*** Records to use ***

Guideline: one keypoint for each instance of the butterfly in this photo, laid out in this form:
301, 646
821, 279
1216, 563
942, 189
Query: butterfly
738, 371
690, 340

***
*** Records to use ***

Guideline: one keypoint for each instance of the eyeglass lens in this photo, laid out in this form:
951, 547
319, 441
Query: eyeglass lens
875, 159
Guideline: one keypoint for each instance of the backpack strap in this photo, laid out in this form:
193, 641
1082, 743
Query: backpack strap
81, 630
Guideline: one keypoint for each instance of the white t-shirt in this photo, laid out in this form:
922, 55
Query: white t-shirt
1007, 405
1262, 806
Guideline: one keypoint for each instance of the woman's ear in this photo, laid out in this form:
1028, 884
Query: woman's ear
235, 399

***

> _What you are asked to do_: Pull out every line in the records above that contains the string "strap", treating uppercase and lowercase as different.

> _The answer_:
Guideline: one keypoint for each instance of the backpack strap in this photo, laid out in this form:
Query: backpack strap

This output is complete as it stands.